As far as the education unions were concerned, asking teachers to pay more into their pensions, receive less and work longer was simply not acceptable. But, ahead of the national strike on 30 November, education secretary Michael Gove was adamant there was "no magic pot of gold we can plunder". The offer already on the table was, it seemed, as good as it was going to get.
However, despite stubbornness on both sides - not to mention the different stances of rival union leaders - the foundations of a new deal on pensions have somehow been thrashed out.
"It went down to the last minute," said Russell Hobby, general secretary of heads' union the NAHT. "Things kept being offered and then withdrawn by the Treasury; that got people absolutely furious."
But by 7pm on Monday, after more than 20 hours of painfully protracted negotiations over three days, a model scheme, which was at least potentially viable to all parties, had been finalised.
Two of the key changes proposed by the Government - moving from a final- salary scheme to the less lucrative career-average and linking retirement age to the national pension age, eventually rising to 68 - are still in place. But considerable concessions have been won by the unions. Teachers who retire between the ages of 65 and 68 will see less of a reduction in their pension than had originally been envisaged: for each year of retirement before the state pension age, their income would drop by around 3 per cent, as opposed to 5 per cent under the previous proposal.

# EXERCISE TASKS
1 - Answer these questions from the article on teachers' pensions. Give each answer on its own line, marked the same way.
(a) What position does Russell Hobby hold?
(b) By what time on Monday had the model scheme been finalized?
(c) Under the new deal, by roughly what percentage would income drop for each year of retirement before the state pension age?
2 - Translate this sentence from the article on teachers' pensions into Spanish: "The offer already on the table was, it seemed, as good as it was going to get."
3 - Go on with the article on teachers' pensions, starting right after its final sentence.

# INFORMATION SUPPLIED
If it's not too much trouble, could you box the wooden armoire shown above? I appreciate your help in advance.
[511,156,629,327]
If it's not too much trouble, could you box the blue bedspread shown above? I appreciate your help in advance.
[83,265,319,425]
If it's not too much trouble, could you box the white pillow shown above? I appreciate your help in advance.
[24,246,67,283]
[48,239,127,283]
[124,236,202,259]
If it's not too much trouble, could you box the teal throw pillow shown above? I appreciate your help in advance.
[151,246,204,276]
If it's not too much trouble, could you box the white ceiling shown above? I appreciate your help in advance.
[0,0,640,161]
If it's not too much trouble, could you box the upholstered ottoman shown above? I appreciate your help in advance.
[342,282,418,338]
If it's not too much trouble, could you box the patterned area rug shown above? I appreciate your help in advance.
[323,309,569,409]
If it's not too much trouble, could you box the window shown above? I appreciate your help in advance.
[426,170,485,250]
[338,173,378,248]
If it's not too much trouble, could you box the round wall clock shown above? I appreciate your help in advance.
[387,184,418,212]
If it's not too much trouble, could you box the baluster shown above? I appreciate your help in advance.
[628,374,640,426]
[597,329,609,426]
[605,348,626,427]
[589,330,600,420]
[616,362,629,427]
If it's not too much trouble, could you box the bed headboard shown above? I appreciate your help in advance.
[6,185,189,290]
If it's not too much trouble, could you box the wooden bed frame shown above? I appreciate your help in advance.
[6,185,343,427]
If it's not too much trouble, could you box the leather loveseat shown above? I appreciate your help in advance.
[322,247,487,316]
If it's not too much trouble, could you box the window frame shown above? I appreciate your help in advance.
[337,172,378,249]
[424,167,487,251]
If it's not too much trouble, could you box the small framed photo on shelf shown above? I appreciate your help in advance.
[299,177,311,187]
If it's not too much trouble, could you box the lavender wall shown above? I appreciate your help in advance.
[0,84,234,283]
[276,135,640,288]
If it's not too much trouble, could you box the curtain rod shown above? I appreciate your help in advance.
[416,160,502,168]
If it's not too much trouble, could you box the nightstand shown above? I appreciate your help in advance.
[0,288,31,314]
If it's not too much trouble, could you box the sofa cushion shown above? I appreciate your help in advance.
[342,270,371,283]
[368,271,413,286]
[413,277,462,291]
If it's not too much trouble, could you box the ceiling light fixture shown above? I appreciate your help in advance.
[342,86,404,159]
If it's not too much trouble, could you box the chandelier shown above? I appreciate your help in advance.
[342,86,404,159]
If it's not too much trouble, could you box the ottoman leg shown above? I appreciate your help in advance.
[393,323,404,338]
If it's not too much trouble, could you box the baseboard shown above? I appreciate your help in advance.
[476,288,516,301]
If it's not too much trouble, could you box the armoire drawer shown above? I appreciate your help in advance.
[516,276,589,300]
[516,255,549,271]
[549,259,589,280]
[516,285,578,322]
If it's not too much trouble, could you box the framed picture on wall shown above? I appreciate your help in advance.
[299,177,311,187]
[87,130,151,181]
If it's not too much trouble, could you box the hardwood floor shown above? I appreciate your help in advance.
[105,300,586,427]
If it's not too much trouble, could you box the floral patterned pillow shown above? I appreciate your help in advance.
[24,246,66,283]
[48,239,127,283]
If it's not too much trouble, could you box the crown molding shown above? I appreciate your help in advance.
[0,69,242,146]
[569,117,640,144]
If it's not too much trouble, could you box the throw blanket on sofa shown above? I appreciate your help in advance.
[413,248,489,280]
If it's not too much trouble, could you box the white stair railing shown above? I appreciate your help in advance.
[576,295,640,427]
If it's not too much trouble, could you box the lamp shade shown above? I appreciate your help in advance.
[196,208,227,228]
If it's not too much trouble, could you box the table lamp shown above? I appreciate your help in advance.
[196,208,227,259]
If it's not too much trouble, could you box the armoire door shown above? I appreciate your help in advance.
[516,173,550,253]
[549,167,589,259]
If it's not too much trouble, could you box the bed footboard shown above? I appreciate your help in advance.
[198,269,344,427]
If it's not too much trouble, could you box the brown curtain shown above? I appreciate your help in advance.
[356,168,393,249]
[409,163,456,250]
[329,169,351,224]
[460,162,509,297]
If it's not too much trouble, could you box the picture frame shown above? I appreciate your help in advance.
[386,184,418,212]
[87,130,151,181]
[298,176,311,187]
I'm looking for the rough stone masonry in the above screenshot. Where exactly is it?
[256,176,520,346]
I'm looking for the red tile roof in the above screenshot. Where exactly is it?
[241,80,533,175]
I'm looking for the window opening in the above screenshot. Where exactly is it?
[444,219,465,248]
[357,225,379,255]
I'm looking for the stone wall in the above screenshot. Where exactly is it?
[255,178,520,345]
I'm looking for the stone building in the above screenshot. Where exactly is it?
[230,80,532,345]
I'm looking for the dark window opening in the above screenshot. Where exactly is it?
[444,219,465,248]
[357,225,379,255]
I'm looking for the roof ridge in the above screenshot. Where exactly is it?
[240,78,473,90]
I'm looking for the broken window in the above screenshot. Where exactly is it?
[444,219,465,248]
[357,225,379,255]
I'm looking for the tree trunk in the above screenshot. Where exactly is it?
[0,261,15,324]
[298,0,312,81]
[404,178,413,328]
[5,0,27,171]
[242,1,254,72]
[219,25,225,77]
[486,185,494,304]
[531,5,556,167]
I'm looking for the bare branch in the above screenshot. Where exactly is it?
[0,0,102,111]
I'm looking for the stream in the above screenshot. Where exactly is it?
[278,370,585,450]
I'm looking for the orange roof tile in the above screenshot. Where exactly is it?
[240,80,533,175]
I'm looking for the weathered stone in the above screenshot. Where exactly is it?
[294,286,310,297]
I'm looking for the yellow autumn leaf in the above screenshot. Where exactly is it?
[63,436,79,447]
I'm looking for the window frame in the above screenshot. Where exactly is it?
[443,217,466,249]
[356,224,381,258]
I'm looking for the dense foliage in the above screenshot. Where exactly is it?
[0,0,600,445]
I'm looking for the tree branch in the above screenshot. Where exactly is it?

# ANSWERS GIVEN
1 -
(a) He is general secretary of the heads' union, the NAHT.
(b) By 7pm on Monday.
(c) By around 3 per cent. The previous proposal set it at 5 per cent.

2 - La oferta que ya estaba sobre la mesa era, al parecer, la mejor que se iba a conseguir.

3 -
"Ideally, we wanted teachers to be able to go at 65 with hardly any reduction (in the value of their pensions), but the fact we have got it down is a good achievement for us," said Martin Freedman, head of pay, conditions and pensions at teaching union ATL.
In addition, the accrual rate - the rate at which pensions increase in value - would be improved to 157th, better than the current 160th rate. This would partially offset the switch to a career-average scheme; some teachers, said Mr Freedman, could even end up with a better deal. "If you are not promoted and stay as a career teacher . you might actually get an improvement in your pension."
Ministers also agreed that teachers at independent schools would be able to remain in the teachers' pension scheme, allaying another of the unions' major concerns.
"It's been an incredibly difficult period of negotiation," said Brian Lightman, general secretary of the Association of School and College Leaders (ASCL). "There have been constant changes from the Treasury, who have been moving the goalposts the whole time . But we now have a set of proposals that are certainly closer to what we wanted."
The sense of relief was shared by officials at the Department for Education. "We've listened carefully to the unions' arguments and we've struck the right balance, addressing teachers' concerns without putting any new money on the table," a spokesman said.
But there is still some way to go before the deal is formally adopted. Half of the unions represented at talks - the ASCL, ATL, the NAHT and Voice - signed a "heads of agreement", promising to consult their executives on the deal. The other four unions - the NASUWT, the NUT, the University and College Union and the Welsh teachers' union UCAC - are awaiting further details before they make any decisions.
"The NASUWT . has reserved its position, insisting on the need for further information to be provided, including on the equalities impact of the Government's proposed reforms to the pension scheme," NASUWT general secretary Chris Keates said.
Her view was shared by NUT general secretary Christine Blower. "We reserved our position due to lack of progress, but also the lack of documentation in certain critical areas," she said. The two biggest unions will hold meetings of their executives in January before deciding how to proceed.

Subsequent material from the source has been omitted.